Bueno. Y ¿quién fue Señá Cleofas? Desde luego, no es engendro de mi fantasía, algo aletargada por estos tiempos de ahora. Ya citaré mis autoridades, en apoyo de su existencia real, y dolorosamente positiva. Señá Cleofas fue un penalista muy anterior, en su doctrina, a Beccaria. Como en espíritu vivía en la época de la santa Inquisición, no tostaba a sus reos, porque su brazo no se alargaba hasta tostar; pero había adivinado la estupenda teoría de la ejemplaridad de la pena, y la aplicaba inquisitorialmente. Veo que anticipo. Hay que volver atrás.

Señá Cleofas, a quien por suerte no conocí de vista, era camagüeyana, de nacimiento o por naturalización forzosa, negra, tal vez mestiza, muy vieja. Vivía en un zaquizamí de la vetusta calle del Príncipe, donde tenía escuela. Sí, escuela; en la cual, de muchachos, habían purgado sus culpas futuras no pocos señores, amigos míos, y no pocas señoras, de lo más granado unas y otros del lozano tronco principeño.

¿Qué enseñaba Señá Cleofas? Misterio. Quizás si hubieran hecho esa pregunta a los padres o tutores o encargados de las víctimas, hubieran contestado ingenuamente, a la camagüeyana, que mandaban los muchachos a la escuela, para que los tuvieran sentados. Era la costumbre.

Pero la dómine tenía idea muy distinta del alcance de su jurisdicción. Eso de estar sentado pertenecía a los elegidos, a los que están a la diestra de Dios Padre. En la tierra y en la escuela de Señá Cleofas estar sentado era privilegio de los muy pocos. Sus alumnos del montón tenían que adoptar actitudes diversas, todas pintorescas. Los menos traviesos, los de pecados veniales, estaban de pie en los rincones, de cara para la pared, besando las telarañas. Otros, más contumaces, de rodillas sobre granos de maíz. Las niñitas poco dóciles eran comidas a pellizcos y ablandadas a mojicones; pesaba sobre ellas la amenaza de barrer la escuela los sábados, día de limpieza, y habían de recoger los cabos de tabaco de la maestra, que ella reservaba, en una arrugada vejiga, para usos medicinales.

» **Ejercicios propuestos**
**1.** Resume en dos oraciones el fragmento sobre Señá Cleofas.
**2.** Según el fragmento sobre Señá Cleofas, ¿en qué calle vivía ella?
**3.** Copia literalmente el fragmento sobre Señá Cleofas desde "Señá Cleofas, a" hasta "lozano tronco principeño.".
Los datos son material independiente del fragmento sobre Señá Cleofas.

(Entradas del conjunto de datos)
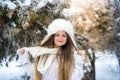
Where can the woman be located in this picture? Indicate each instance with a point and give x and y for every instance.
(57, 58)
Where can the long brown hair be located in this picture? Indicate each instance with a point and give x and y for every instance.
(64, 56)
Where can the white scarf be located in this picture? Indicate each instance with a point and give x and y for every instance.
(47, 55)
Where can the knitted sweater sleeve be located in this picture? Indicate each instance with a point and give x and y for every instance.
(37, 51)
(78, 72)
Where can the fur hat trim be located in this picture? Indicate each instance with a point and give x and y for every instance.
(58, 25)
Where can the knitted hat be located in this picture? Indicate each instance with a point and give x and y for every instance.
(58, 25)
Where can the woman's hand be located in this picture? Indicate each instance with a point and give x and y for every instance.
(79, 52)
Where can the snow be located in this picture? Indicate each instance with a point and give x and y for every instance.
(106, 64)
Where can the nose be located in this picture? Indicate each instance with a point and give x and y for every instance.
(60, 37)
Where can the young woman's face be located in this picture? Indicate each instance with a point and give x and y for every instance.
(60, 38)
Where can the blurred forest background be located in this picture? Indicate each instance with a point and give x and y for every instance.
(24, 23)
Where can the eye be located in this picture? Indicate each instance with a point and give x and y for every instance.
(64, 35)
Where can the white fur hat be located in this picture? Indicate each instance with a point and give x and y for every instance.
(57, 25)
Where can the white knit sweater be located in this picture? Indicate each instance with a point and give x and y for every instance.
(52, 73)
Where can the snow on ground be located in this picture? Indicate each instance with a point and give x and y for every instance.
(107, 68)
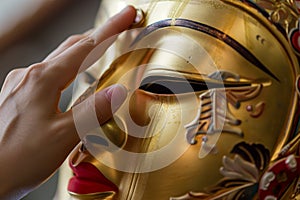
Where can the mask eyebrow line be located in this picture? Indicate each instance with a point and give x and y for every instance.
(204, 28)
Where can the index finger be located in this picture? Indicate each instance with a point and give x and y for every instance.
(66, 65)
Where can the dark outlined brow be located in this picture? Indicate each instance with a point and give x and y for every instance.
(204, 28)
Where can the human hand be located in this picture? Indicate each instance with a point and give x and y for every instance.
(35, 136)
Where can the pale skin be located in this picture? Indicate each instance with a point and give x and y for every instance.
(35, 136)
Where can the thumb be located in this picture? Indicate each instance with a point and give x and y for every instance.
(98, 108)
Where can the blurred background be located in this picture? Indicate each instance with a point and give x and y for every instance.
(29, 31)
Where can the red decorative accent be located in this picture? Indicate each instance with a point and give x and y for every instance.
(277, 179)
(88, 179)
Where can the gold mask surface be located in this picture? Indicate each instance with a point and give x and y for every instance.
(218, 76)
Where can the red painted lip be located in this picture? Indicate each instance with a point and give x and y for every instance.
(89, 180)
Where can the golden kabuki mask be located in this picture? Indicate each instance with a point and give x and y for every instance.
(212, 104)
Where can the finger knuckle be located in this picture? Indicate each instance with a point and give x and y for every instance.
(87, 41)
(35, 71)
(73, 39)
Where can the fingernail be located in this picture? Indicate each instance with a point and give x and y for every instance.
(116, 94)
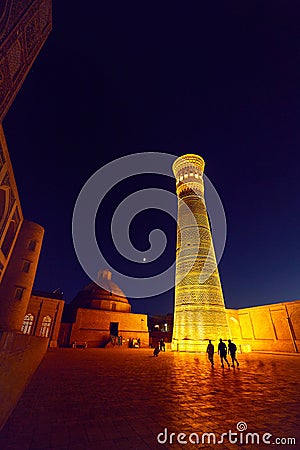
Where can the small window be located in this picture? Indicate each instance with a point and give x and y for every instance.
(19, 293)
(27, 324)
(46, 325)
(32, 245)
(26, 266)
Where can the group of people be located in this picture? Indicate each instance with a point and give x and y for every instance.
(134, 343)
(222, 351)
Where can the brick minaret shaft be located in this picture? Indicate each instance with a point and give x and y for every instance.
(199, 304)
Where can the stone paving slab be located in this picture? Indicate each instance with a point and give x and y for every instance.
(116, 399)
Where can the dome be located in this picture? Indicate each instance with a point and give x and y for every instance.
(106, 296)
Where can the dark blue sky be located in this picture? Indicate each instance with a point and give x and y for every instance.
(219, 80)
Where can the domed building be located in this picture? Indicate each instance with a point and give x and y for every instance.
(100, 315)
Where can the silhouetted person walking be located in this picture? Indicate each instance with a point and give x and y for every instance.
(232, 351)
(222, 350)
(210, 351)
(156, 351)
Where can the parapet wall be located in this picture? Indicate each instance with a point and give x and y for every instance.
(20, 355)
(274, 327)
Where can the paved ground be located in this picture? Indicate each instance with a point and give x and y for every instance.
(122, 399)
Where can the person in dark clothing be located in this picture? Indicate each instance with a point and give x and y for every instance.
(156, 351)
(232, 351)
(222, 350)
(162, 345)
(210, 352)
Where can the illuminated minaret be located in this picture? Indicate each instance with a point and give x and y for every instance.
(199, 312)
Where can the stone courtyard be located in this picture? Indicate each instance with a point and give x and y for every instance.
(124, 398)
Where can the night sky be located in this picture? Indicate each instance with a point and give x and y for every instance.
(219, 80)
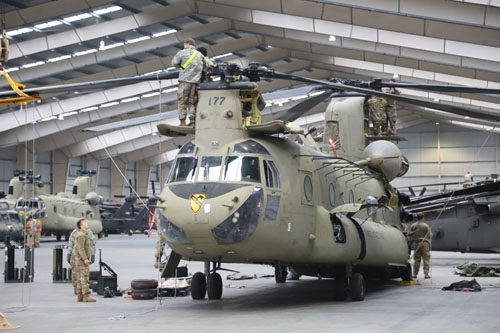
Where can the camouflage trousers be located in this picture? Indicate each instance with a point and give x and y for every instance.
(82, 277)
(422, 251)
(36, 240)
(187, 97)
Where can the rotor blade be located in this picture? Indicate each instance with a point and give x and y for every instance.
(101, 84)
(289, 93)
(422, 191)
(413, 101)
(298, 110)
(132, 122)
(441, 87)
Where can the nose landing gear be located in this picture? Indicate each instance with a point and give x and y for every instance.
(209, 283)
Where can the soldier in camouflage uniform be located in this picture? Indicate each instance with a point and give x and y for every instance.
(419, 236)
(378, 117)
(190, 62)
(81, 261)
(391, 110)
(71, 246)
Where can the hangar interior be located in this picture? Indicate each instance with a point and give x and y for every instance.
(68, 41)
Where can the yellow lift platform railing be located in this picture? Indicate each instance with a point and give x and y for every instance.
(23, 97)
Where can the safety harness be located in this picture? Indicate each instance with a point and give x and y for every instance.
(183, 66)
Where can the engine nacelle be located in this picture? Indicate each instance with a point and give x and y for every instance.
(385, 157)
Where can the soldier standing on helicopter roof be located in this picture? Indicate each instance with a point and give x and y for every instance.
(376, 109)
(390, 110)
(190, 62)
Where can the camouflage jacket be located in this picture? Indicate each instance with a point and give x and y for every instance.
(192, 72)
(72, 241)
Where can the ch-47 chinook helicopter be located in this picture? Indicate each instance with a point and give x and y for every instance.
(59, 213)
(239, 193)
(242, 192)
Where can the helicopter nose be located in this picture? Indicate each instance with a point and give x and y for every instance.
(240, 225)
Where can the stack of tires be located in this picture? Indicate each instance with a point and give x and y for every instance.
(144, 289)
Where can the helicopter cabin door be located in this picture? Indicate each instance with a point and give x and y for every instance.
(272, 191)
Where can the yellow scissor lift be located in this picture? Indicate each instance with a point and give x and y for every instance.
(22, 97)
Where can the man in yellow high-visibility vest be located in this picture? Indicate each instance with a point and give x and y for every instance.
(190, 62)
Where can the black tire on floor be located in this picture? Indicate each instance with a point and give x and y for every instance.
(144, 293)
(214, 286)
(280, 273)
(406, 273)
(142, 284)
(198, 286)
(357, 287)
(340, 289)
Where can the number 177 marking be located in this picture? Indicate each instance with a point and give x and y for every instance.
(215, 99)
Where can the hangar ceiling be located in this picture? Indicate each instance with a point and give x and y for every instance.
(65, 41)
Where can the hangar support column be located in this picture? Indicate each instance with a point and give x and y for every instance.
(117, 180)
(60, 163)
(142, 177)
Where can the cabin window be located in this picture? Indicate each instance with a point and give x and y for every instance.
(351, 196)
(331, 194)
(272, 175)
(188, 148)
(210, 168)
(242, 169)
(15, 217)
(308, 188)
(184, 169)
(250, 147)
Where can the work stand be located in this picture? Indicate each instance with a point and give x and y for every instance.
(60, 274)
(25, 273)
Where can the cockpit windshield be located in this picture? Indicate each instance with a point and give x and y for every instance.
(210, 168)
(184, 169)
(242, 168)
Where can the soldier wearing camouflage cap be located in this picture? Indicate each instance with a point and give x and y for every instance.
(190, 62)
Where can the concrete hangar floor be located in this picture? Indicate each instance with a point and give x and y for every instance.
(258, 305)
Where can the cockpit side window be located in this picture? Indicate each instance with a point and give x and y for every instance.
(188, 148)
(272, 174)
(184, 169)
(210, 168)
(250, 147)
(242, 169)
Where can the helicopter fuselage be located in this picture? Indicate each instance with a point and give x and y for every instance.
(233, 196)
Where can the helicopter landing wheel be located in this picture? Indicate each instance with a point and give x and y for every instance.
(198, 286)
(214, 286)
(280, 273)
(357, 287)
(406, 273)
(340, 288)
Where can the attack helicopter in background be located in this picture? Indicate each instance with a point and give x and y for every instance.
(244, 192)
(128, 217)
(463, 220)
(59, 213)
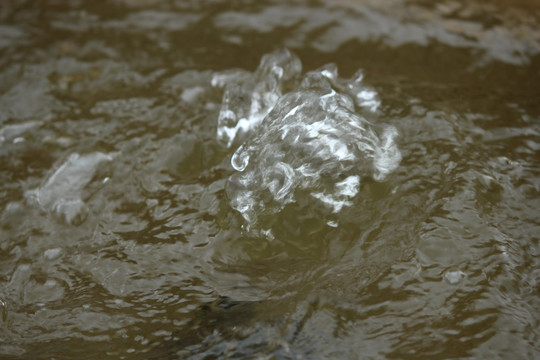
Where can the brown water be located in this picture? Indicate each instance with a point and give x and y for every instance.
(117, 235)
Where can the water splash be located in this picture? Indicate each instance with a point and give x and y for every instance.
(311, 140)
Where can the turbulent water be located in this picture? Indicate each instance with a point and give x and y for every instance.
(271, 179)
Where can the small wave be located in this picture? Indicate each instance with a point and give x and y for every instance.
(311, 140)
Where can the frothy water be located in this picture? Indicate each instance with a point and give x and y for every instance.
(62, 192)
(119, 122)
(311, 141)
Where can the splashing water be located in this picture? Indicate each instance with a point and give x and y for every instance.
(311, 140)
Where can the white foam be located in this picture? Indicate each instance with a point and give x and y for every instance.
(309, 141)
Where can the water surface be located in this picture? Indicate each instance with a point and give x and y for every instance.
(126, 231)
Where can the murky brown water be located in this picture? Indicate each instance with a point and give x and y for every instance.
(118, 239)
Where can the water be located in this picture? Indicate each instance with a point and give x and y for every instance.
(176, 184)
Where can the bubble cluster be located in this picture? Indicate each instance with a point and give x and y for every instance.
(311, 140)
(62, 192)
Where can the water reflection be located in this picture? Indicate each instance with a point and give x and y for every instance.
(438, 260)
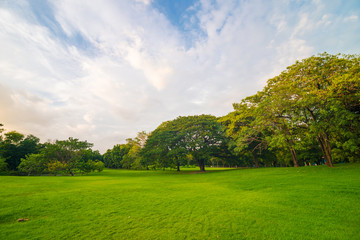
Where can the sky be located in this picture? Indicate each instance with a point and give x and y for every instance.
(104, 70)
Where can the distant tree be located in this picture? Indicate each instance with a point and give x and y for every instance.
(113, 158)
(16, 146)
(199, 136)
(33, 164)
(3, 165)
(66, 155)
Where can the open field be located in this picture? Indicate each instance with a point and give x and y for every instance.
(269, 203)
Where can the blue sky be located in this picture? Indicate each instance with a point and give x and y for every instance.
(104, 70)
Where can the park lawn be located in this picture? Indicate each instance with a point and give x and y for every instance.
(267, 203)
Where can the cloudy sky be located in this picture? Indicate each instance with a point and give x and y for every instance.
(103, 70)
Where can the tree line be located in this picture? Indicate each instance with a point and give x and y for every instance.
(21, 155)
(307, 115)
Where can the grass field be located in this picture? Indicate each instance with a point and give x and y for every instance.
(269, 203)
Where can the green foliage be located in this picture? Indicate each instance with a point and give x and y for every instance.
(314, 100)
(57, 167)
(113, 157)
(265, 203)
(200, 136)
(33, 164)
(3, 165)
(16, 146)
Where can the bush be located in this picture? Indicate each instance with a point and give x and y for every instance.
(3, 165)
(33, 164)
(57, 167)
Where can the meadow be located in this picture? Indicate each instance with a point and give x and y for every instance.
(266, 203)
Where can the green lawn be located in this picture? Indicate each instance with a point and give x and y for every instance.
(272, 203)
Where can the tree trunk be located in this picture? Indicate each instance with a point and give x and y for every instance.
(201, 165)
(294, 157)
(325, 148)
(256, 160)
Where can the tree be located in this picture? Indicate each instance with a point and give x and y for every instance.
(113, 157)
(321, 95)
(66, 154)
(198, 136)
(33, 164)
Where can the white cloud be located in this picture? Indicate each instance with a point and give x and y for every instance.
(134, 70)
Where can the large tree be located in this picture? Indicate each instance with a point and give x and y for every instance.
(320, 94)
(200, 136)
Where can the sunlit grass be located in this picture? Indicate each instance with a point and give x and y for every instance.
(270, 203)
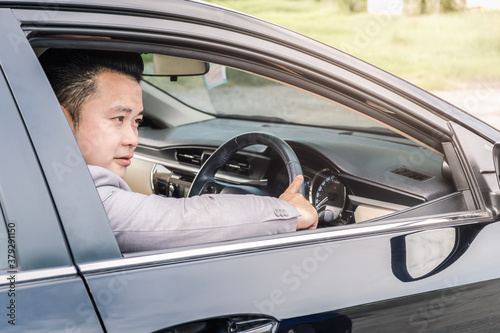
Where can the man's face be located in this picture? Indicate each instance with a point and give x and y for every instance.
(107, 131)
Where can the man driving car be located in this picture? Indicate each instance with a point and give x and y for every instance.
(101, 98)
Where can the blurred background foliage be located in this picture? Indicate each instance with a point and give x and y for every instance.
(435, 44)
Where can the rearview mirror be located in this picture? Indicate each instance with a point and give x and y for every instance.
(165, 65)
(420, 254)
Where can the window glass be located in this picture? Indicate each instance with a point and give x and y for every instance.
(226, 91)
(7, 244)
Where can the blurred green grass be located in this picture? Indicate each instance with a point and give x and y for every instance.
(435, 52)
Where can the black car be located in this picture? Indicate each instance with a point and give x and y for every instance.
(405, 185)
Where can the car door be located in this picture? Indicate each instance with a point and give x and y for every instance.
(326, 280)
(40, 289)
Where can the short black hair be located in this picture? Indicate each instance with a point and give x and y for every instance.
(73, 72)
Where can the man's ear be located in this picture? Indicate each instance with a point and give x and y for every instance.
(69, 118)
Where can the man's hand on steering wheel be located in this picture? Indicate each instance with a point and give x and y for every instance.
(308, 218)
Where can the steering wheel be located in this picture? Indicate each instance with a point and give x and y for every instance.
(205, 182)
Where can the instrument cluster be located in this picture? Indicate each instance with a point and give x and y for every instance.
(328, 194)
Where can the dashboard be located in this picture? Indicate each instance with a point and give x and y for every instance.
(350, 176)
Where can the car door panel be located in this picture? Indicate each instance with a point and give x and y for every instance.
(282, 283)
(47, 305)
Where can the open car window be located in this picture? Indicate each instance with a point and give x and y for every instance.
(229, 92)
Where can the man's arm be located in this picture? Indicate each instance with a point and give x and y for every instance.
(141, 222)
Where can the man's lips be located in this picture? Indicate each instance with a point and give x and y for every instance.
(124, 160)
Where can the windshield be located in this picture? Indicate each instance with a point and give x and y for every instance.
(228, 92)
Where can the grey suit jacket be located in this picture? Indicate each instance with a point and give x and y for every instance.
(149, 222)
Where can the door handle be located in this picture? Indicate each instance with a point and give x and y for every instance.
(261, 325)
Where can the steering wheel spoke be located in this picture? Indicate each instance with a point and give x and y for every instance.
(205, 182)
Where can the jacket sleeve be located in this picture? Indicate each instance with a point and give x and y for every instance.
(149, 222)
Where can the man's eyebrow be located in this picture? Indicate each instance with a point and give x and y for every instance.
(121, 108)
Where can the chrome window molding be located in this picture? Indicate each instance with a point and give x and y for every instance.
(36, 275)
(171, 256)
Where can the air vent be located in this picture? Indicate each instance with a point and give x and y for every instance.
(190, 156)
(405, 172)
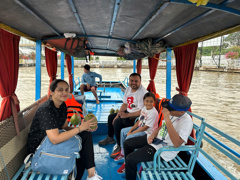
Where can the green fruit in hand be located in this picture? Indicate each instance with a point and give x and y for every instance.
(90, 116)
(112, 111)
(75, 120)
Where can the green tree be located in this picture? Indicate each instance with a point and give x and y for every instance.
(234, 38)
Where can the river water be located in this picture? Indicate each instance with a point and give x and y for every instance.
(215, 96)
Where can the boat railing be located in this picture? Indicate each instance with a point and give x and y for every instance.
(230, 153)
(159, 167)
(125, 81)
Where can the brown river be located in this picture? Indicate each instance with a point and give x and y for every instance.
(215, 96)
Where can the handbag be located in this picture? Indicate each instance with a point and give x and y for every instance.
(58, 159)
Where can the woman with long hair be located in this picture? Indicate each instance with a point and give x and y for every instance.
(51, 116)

» **Soluciones**
**1.** Señá Cleofas era una mujer camagüeyana muy vieja, negra o tal vez mestiza, que tenía escuela en un zaquizamí de la calle del Príncipe y aplicaba la teoría de la ejemplaridad de la pena. En su escuela estar sentado era privilegio de muy pocos: los alumnos permanecían de pie en los rincones o de rodillas sobre granos de maíz, y las niñas poco dóciles recibían pellizcos y mojicones, bajo la amenaza de barrer la escuela los sábados.

**2.** En la vetusta calle del Príncipe.

**3.**
Señá Cleofas, a quien por suerte no conocí de vista, era camagüeyana, de nacimiento o por naturalización forzosa, negra, tal vez mestiza, muy vieja. Vivía en un zaquizamí de la vetusta calle del Príncipe, donde tenía escuela. Sí, escuela; en la cual, de muchachos, habían purgado sus culpas futuras no pocos señores, amigos míos, y no pocas señoras, de lo más granado unas y otros del lozano tronco principeño.